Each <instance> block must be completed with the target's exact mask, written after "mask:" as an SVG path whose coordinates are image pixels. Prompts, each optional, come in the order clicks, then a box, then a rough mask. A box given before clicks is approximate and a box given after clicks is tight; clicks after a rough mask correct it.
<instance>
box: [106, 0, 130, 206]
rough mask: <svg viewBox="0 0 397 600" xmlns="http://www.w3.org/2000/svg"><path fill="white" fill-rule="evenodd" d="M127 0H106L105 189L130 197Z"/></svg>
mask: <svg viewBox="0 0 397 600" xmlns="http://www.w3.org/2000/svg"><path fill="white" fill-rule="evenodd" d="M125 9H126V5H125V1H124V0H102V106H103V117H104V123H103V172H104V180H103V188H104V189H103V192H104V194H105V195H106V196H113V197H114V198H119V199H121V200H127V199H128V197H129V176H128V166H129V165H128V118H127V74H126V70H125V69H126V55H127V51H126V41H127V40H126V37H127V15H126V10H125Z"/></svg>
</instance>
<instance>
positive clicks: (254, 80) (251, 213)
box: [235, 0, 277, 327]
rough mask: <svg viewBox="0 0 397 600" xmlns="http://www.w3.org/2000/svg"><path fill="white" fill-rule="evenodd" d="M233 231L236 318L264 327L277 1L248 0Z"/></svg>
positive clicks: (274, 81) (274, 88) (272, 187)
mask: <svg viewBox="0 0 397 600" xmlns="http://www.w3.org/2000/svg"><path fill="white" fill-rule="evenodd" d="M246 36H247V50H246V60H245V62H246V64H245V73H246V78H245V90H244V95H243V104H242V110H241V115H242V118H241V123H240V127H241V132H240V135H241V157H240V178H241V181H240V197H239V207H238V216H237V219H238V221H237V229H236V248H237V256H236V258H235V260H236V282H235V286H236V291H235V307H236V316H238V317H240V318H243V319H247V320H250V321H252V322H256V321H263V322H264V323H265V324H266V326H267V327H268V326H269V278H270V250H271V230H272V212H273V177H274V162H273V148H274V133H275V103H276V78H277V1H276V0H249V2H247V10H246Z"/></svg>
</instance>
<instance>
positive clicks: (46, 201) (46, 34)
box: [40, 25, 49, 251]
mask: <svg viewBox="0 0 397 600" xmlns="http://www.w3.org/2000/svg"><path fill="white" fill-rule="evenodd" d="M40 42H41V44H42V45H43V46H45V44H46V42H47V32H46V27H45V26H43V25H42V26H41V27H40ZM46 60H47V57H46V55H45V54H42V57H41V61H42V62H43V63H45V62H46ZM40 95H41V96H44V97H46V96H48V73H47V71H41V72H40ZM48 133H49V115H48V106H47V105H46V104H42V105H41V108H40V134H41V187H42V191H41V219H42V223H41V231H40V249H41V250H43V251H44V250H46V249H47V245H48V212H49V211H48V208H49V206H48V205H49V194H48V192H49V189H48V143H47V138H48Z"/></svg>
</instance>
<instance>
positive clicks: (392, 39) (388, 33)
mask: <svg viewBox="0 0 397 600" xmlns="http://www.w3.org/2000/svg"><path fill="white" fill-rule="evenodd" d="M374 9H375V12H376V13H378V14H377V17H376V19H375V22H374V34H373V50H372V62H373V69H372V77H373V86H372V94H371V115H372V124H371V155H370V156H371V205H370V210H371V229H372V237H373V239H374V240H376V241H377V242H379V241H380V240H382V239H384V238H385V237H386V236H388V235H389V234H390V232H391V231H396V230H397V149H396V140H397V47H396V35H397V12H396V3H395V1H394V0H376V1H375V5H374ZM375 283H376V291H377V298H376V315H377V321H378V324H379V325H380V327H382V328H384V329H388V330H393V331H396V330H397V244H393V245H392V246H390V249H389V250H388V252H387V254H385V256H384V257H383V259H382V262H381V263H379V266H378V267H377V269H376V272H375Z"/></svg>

○ ○ ○

EXERCISE:
Please output all of the entries without changing a single character.

TASK RESPONSE:
Each <instance> block must be completed with the target's exact mask, written after "mask:" as an SVG path whose coordinates are image pixels. Prompts, each optional, come in the order clicks, then a box, then a rough mask. A box given before clicks is approximate and a box given after clicks is tight; clicks after a rough mask correct it.
<instance>
box: [106, 0, 130, 206]
rough mask: <svg viewBox="0 0 397 600" xmlns="http://www.w3.org/2000/svg"><path fill="white" fill-rule="evenodd" d="M127 0H106L105 189L130 197Z"/></svg>
mask: <svg viewBox="0 0 397 600" xmlns="http://www.w3.org/2000/svg"><path fill="white" fill-rule="evenodd" d="M125 9H126V5H125V1H124V0H102V106H103V117H104V123H103V172H104V180H103V188H104V189H103V192H104V194H105V195H106V196H113V197H114V198H119V199H121V200H127V199H128V197H129V176H128V166H129V165H128V118H127V74H126V70H125V69H126V55H127V51H126V41H127V40H126V37H127V15H126V10H125Z"/></svg>
</instance>
<instance>
positive clicks: (254, 80) (251, 213)
box: [235, 0, 277, 327]
rough mask: <svg viewBox="0 0 397 600" xmlns="http://www.w3.org/2000/svg"><path fill="white" fill-rule="evenodd" d="M233 231L236 318L264 327L277 1L248 0Z"/></svg>
positive clicks: (274, 81) (274, 88) (272, 187)
mask: <svg viewBox="0 0 397 600" xmlns="http://www.w3.org/2000/svg"><path fill="white" fill-rule="evenodd" d="M246 36H247V50H246V60H245V62H246V64H245V73H246V78H245V90H244V95H243V104H242V110H241V115H242V118H241V123H240V127H241V132H240V135H241V157H240V178H241V181H240V197H239V207H238V216H237V219H238V221H237V229H236V248H237V256H236V258H235V260H236V282H235V286H236V291H235V307H236V316H238V317H240V318H243V319H247V320H250V321H252V322H256V321H263V322H264V323H265V324H266V326H267V327H268V326H269V278H270V250H271V230H272V212H273V177H274V162H273V148H274V133H275V103H276V78H277V1H276V0H249V2H247V10H246Z"/></svg>
</instance>
<instance>
positive clicks: (46, 201) (46, 34)
box: [40, 25, 49, 251]
mask: <svg viewBox="0 0 397 600" xmlns="http://www.w3.org/2000/svg"><path fill="white" fill-rule="evenodd" d="M40 42H41V44H42V45H43V46H45V44H46V42H47V32H46V27H45V26H43V25H42V26H41V27H40ZM46 60H47V57H46V55H45V54H42V57H41V61H42V62H43V63H45V62H46ZM40 95H41V96H44V97H46V96H48V73H47V71H41V72H40ZM48 133H49V115H48V106H47V105H46V104H42V105H41V108H40V134H41V187H42V191H41V219H42V223H41V231H40V249H41V250H43V251H44V250H46V249H47V245H48V212H49V211H48V208H49V206H48V205H49V194H48V192H49V189H48V143H47V138H48Z"/></svg>
</instance>
<instance>
positive clicks: (392, 39) (388, 33)
mask: <svg viewBox="0 0 397 600" xmlns="http://www.w3.org/2000/svg"><path fill="white" fill-rule="evenodd" d="M374 9H375V12H376V13H378V14H377V17H376V19H375V22H374V34H373V50H372V62H373V69H372V77H373V86H372V94H371V115H372V124H371V155H370V156H371V205H370V210H371V229H372V237H373V239H374V240H376V241H377V242H379V241H380V240H382V239H384V238H385V237H386V236H388V235H389V234H390V232H391V231H396V230H397V149H396V140H397V47H396V35H397V12H396V3H395V1H394V0H376V1H375V5H374ZM375 283H376V291H377V298H376V315H377V321H378V324H379V325H380V327H382V328H384V329H388V330H393V331H396V330H397V244H393V245H392V246H390V249H389V250H388V252H387V254H385V256H384V257H383V259H382V262H381V263H379V266H378V267H377V269H376V272H375Z"/></svg>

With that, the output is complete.